* [PASSAGE SHOWN]
ON CREATIVITY

I heard an NPR interview about creativity last week.  Sting was the guest.  He was asked what he considered the most important quality needed to be creative.  I was surprised by what he said, but it made be rethink a few things.

He said “Fearlessness.”

 Try to remember way back.  We were all pretty fearless about proclaiming our great ideas when we were kids, before we emerged into a world of judgements and comparisons, school for example, and grades, and competition for praise.  

 You’re worried.

 Maybe somebody else has a better idea.  Would you look stupid, even when you certainly, demonstrably weren’t stupid?  Will people laugh at your ideas, particularly the special idea that only you’ve come up with?  It’s easy to understand why there can be reluctance.

 That’s the bad news.  The good news is that it’s not all over after your ninth birthday.

 The process of making art or inventing anything puts you in this arena.  You have to overcome a lot of that very natural anxiety and go through a vulnerable process in which you can easily feel that the criticism or rejection of your ideas is a criticism of you as a person.  It’s hard to separate it and it never completely goes away.  That’s one reason why some artists stay in their studios and either don’t show their work or do so very, very selectively.

 You learn to be sufficiently comfortable with that to be effective and successful.

 How do we get past that fear and reluctance?

Believe it or not, it’s neuroscience to the rescue.

 Very high-level research shows us just how the brain works during the creative process and that actually can help all of us, architects, artists, composers and writers, to be fruitful and even pretty fearless.  

 It seems that the total immersion kids have when doing art is very accessible to us adults by finding our way to what’s called “the flow state,” in which you forget time, you forget food, you even forget sleep.  In fact, it can be fatigue helps get us there.  It also requires 100% engagement. 

 Here’s the picture:

Research is showing that areas of the pre-frontal cortex go very quiet in a few related states:

profound experiences of awe and beauty, natural and man-made; 
deep meditation and prayer;

moving toward solving a big problem, sensing a solution at hand;
being lost in music; and

IMPROVISATION.

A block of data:
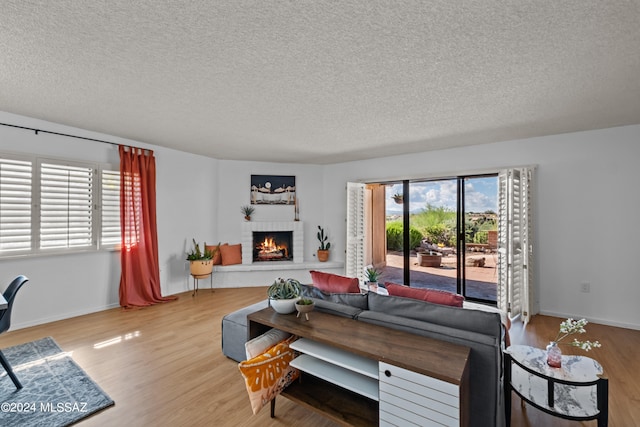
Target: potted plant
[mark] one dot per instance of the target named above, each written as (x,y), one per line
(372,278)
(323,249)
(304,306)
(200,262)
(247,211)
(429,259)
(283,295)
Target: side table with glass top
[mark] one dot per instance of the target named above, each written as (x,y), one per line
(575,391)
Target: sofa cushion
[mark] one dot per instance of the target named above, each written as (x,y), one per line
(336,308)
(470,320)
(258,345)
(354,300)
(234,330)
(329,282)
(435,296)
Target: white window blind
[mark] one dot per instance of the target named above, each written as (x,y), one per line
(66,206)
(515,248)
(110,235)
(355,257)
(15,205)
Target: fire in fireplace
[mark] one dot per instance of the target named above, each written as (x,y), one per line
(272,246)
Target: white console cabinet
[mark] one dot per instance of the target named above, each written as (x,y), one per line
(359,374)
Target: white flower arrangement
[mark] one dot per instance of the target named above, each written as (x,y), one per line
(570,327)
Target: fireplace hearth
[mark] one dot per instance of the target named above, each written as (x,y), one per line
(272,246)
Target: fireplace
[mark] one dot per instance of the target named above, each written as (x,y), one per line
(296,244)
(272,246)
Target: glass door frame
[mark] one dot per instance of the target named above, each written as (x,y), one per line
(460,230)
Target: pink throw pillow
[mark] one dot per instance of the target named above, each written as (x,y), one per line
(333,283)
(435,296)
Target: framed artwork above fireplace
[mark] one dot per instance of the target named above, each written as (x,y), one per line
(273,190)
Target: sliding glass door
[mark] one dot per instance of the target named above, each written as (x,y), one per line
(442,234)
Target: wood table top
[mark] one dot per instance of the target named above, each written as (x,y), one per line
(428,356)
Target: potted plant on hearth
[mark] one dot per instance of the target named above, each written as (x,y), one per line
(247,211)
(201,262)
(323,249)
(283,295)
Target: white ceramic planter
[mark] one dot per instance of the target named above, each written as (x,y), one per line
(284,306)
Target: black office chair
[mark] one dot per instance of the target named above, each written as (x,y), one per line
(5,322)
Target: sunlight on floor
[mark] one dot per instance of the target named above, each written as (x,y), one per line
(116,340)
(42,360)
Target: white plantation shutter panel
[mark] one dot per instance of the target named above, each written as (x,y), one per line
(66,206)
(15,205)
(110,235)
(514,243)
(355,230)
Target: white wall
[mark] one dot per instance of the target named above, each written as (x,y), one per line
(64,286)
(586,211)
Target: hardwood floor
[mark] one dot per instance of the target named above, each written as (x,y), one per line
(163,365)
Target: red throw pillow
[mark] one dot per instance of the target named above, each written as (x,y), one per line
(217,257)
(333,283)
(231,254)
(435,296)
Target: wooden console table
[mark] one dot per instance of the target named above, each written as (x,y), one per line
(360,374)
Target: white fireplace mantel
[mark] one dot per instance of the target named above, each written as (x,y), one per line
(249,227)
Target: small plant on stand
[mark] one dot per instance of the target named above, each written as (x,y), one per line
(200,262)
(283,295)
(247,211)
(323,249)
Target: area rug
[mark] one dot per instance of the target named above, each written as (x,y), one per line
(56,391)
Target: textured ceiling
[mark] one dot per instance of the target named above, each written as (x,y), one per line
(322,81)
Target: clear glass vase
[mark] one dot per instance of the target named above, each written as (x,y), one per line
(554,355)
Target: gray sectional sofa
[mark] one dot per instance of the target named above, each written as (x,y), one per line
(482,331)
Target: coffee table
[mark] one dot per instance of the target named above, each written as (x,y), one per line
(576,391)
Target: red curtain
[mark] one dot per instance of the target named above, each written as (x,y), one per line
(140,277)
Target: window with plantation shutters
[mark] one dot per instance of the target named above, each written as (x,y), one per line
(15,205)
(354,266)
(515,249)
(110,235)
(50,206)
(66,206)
...
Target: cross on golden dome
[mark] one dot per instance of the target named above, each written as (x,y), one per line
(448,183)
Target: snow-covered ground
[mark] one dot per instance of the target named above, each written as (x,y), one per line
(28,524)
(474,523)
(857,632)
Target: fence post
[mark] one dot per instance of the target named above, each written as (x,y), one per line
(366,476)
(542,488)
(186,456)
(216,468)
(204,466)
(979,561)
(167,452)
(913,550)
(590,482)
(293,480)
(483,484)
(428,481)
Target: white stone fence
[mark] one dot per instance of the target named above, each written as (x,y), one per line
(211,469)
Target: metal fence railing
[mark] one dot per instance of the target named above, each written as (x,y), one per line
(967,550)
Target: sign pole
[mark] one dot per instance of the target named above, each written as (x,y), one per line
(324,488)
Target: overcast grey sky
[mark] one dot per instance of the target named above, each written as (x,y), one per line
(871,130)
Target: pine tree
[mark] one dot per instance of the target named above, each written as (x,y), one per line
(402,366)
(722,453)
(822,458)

* [SET TASKS]
- 1) Extract the passage of the creativity essay from "ON CREATIVITY" to "can be reluctance.", copying it verbatim.
- 2) How many lines of the records contain the string "sofa"? Reply with the number alone.
The creativity essay and the records have no connection to each other.

* [ANSWERS PROVIDED]
- 1)
ON CREATIVITY

I heard an NPR interview about creativity last week.  Sting was the guest.  He was asked what he considered the most important quality needed to be creative.  I was surprised by what he said, but it made be rethink a few things.

He said “Fearlessness.”

 Try to remember way back.  We were all pretty fearless about proclaiming our great ideas when we were kids, before we emerged into a world of judgements and comparisons, school for example, and grades, and competition for praise.  

 You’re worried.

 Maybe somebody else has a better idea.  Would you look stupid, even when you certainly, demonstrably weren’t stupid?  Will people laugh at your ideas, particularly the special idea that only you’ve come up with?  It’s easy to understand why there can be reluctance.

- 2) 2